What you are asked to do: This calls for a word-for-word copy of all the data, with each picture removed.

'''

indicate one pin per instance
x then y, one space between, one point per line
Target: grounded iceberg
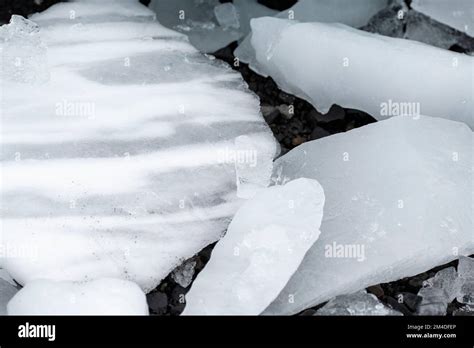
458 14
349 12
399 199
359 303
330 64
264 244
120 159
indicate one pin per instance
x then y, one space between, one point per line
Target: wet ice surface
183 275
7 291
466 275
324 64
398 202
208 24
264 244
359 303
97 297
122 163
349 12
397 20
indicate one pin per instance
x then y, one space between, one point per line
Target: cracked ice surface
399 200
359 303
264 244
330 64
208 24
122 164
349 12
458 14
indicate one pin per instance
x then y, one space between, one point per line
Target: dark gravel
291 129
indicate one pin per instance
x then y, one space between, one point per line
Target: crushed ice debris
103 296
438 292
264 244
324 64
401 188
359 303
141 182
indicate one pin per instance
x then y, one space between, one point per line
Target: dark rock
411 300
308 312
158 302
298 141
279 5
286 98
376 290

'''

Exercise output:
indicate one pin per instance
x then y, one space between, one point per line
Target: grounded iceberg
458 14
349 12
399 199
359 303
330 64
264 244
120 159
indicate one pin per instance
x then y, one space between, one point per line
Target: wet ice surface
183 275
7 291
466 275
324 64
398 202
208 24
264 244
359 303
97 297
122 163
349 12
397 20
indicate one pin per instance
x then y, one space between, one point per line
Target: cracked ice surface
399 200
359 303
264 244
330 64
208 24
122 164
349 12
458 14
indicate one pin per instance
x then y, one space between, one point per line
Target: dark gravel
291 129
indicate one pin per instance
x then y, one space between, one point per line
Target: crushed ice debris
103 296
438 292
264 244
324 64
401 188
359 303
141 182
indicate one pin per instance
x then y, one space between, one point per line
Target: dark rock
411 300
308 312
158 302
298 141
279 5
286 98
376 290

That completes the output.